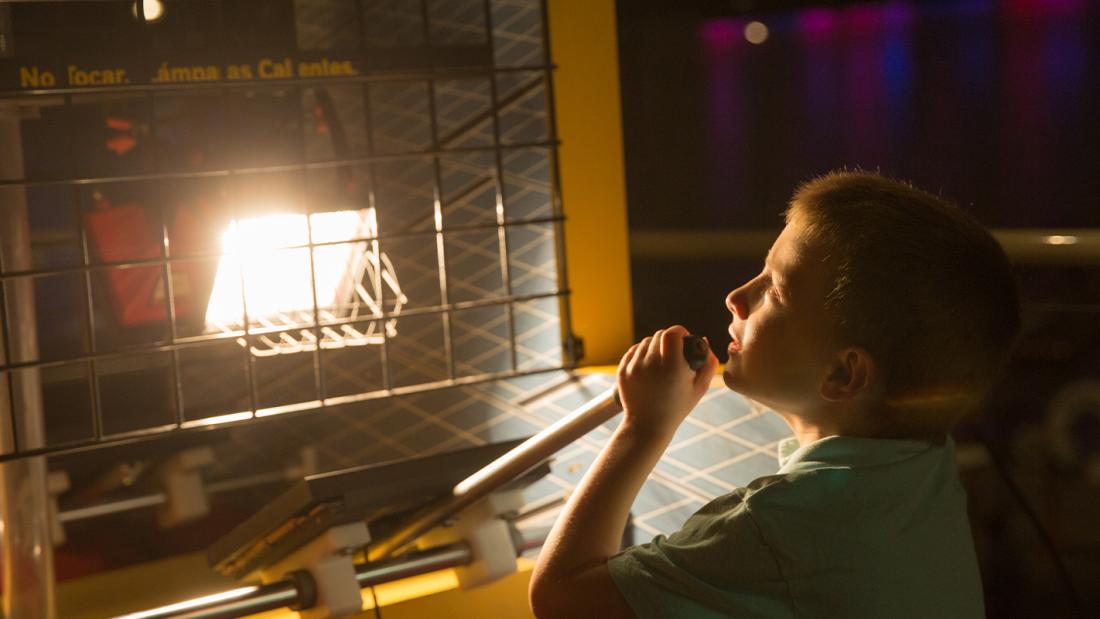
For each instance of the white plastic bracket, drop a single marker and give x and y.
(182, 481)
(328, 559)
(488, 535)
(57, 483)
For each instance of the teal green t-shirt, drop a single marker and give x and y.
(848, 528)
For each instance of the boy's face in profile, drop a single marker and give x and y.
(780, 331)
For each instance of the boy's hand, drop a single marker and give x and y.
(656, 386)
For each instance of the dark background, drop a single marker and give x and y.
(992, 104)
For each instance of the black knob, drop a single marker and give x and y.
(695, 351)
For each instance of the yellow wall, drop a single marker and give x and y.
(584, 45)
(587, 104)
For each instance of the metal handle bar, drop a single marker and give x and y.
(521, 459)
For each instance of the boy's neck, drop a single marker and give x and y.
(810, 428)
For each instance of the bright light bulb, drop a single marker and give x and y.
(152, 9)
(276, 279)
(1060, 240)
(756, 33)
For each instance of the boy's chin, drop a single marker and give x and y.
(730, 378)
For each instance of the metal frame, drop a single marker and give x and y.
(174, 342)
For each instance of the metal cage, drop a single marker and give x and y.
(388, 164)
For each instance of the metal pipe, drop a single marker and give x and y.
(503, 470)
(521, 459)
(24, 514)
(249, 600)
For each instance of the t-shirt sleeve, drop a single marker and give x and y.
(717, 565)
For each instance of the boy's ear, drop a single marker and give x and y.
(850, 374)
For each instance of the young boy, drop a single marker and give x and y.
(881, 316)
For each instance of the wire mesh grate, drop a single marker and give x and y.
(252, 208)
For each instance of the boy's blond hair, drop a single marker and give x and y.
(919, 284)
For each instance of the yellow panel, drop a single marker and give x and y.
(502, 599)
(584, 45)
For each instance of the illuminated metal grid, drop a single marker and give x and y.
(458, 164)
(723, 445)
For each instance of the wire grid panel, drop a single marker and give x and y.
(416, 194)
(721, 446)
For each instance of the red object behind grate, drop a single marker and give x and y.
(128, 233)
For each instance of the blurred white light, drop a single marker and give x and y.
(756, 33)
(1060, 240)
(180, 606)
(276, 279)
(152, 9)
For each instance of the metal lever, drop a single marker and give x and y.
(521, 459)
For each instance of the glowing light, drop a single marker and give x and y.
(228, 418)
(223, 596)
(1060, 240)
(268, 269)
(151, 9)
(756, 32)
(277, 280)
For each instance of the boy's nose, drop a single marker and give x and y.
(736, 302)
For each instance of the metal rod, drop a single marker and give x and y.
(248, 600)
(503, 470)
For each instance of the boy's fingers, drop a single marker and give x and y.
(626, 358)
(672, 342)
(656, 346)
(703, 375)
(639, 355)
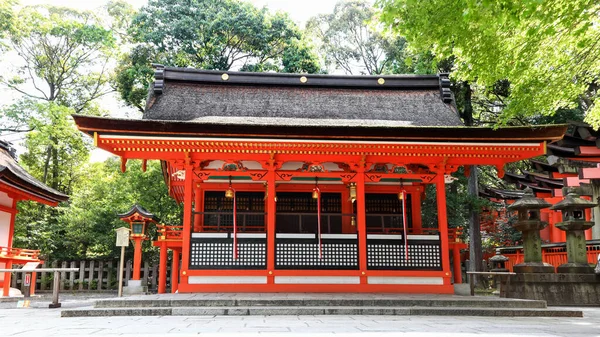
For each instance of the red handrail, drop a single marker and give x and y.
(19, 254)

┄┄┄┄┄┄

**PROBLEM TO WORK ON:**
Rewrite everything from the line containing "For each instance of the boy's ear, drop" down to the end of the items, substituting "pin" for every occurrence of "marker" and leaving all else unchanged. Omit the pictures from your answer.

**ANSWER TO THE TASK:**
For each instance of the boy's ear, drop a single pin and give x and y.
(850, 374)
For each instance of the young boy, drop a single pin and give x and y.
(881, 316)
For each instance of the wire mesh grate, drop a single pin and give x and y.
(252, 208)
For each instance of the boy's blond hair, drop a single pin and give x and y.
(919, 284)
For each instance of the yellow panel, drop a single pin and give x and y.
(502, 599)
(584, 45)
For each instance of the illuminated metal grid, drop a single pin and give x and y.
(458, 164)
(723, 445)
For each instance of the wire grid panel, drop a single pin and give x and y.
(416, 194)
(721, 446)
For each instance of the red object behind grate, drop a single pin and give x and y.
(128, 233)
For each instance of the blurred white light, drop a single pin and give x and y.
(756, 33)
(1060, 240)
(180, 606)
(276, 279)
(152, 9)
For each instance of the metal lever, drop a single pin and give x and y.
(521, 459)
For each instance of the glowing light, drop a single pin and give x and y.
(228, 418)
(223, 596)
(1060, 240)
(268, 269)
(151, 9)
(756, 32)
(277, 280)
For each instance of the boy's nose, drop a single pin and give x and y.
(736, 302)
For each instance of the metal rod, drop a single pin and give x and y.
(248, 600)
(503, 470)
For each instance of the boy's fingers, drop a single pin and give x and y.
(626, 358)
(672, 342)
(656, 346)
(703, 375)
(639, 355)
For each instance of the red handrail, drop a single pin and give x and y.
(19, 254)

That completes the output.